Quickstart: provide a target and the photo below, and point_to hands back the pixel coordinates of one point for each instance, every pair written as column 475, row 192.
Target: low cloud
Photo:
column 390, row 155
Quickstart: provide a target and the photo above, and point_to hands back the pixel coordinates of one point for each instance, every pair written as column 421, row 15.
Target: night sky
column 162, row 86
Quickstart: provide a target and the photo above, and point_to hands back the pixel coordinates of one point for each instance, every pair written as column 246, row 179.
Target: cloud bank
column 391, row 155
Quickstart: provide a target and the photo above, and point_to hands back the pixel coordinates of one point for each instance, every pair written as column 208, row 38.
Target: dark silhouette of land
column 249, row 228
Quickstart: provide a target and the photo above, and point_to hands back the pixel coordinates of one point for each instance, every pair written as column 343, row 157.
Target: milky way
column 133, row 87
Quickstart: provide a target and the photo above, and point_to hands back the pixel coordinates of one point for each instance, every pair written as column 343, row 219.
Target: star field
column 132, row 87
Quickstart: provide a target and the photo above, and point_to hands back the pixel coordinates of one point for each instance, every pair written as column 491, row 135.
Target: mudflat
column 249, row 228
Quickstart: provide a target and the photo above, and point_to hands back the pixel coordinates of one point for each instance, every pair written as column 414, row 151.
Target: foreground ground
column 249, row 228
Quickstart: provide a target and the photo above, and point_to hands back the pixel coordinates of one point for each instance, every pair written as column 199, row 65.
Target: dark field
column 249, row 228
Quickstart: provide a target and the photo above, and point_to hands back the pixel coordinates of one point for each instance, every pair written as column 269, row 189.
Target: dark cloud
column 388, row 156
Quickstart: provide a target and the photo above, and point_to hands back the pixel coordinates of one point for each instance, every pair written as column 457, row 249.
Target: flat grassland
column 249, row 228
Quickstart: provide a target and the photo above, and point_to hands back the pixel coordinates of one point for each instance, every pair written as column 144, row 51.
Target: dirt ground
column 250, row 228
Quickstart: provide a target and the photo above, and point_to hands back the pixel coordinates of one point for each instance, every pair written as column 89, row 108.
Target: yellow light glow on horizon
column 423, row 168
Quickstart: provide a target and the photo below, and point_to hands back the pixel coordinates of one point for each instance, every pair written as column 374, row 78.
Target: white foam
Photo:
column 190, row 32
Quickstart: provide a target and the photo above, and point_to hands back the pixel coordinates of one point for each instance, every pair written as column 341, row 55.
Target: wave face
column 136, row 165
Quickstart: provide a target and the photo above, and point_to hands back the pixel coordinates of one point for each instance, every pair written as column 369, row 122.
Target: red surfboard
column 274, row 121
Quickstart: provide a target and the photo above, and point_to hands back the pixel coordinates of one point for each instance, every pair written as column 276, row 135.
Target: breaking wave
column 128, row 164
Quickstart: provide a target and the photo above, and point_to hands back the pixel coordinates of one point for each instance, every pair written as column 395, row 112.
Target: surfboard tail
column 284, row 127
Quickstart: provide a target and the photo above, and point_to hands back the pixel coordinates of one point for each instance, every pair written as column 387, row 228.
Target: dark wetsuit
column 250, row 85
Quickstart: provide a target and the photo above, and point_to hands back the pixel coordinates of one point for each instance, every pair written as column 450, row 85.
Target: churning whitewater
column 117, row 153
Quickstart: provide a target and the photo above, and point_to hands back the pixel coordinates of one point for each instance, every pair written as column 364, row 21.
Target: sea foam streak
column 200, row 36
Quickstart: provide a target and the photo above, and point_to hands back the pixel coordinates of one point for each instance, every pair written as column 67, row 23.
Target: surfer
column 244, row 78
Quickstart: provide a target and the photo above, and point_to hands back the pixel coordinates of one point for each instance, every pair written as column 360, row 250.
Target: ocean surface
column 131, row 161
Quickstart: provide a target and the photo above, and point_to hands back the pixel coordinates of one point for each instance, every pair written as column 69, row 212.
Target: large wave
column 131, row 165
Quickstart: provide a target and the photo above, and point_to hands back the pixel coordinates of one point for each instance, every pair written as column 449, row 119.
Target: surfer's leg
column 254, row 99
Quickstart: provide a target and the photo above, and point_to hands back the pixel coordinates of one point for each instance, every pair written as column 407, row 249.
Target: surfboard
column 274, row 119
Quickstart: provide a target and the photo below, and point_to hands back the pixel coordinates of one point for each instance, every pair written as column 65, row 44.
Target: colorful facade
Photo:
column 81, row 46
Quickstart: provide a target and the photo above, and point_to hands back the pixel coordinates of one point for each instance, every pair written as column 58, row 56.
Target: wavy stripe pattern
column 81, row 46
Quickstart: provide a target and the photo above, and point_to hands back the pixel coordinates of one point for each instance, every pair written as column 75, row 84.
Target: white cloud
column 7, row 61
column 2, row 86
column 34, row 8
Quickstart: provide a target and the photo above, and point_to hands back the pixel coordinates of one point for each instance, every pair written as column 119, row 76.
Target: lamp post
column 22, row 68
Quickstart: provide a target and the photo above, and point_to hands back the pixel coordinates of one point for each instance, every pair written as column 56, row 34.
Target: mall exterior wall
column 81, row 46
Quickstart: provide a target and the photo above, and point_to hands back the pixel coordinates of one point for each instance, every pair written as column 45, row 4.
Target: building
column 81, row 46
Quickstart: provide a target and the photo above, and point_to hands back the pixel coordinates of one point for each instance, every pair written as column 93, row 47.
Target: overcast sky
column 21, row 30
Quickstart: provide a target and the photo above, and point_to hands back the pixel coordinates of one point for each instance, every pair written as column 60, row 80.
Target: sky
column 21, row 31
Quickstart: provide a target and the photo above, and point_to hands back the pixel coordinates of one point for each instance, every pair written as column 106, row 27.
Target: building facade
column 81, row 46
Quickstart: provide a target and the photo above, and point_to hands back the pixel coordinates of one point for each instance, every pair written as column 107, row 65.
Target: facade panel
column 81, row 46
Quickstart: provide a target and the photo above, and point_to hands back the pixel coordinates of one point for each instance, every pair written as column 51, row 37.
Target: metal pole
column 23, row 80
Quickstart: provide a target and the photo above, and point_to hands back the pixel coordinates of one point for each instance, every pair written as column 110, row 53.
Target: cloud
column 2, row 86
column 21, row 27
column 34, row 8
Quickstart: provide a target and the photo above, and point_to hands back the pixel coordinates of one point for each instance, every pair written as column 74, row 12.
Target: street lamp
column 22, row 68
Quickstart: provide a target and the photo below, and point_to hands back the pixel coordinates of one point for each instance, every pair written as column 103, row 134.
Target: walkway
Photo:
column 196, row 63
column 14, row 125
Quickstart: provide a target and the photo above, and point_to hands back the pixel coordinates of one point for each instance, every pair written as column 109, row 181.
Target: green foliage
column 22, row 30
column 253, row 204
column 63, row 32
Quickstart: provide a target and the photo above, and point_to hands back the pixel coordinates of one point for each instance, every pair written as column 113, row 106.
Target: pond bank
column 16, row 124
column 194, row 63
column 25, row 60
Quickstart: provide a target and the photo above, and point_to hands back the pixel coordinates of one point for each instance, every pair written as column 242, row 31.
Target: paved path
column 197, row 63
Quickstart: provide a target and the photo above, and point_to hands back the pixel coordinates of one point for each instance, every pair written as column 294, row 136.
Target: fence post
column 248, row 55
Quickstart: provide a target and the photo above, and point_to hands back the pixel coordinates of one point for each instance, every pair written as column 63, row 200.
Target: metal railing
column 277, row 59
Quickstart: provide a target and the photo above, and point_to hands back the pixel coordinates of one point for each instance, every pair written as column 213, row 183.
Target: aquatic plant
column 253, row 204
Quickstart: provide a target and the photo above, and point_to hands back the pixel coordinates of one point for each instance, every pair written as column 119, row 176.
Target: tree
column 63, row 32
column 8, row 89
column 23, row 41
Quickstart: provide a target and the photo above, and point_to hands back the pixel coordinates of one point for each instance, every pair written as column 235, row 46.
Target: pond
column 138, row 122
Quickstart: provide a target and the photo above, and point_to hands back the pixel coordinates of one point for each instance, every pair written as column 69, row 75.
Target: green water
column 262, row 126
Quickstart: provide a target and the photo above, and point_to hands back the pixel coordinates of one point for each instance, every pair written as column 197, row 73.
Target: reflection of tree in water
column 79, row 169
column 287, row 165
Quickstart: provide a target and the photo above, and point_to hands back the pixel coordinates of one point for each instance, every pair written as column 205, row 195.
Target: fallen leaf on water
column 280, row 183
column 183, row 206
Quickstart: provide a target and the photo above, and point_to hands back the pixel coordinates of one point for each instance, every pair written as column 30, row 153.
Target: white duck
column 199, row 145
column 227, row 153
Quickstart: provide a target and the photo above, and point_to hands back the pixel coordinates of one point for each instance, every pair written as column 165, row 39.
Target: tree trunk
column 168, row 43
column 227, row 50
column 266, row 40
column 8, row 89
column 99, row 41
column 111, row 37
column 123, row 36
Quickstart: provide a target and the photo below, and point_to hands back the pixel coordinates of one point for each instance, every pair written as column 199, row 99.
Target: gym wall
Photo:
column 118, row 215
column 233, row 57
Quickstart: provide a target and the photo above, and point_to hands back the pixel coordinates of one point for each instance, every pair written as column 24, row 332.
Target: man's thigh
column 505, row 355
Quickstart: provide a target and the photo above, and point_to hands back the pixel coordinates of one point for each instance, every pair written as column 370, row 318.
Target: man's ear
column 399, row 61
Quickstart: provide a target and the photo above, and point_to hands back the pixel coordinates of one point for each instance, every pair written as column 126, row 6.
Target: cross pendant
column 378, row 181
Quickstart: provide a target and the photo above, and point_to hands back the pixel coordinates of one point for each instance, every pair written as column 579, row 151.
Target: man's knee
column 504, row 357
────
■ **What you are asked to do**
Can you output the listing, from the line with "67, row 23." up to and including the line with "column 244, row 78", as a two-column CSV headed text and answer, one row per entry, with each field quoted and its line breaks turned into spaces?

■ **Solution to this problem**
text,answer
"Quickstart: provide a target and the photo above, and point_to hands back the pixel coordinates of one point for each instance, every pair written as column 67, row 23. Target: surfer","column 244, row 78"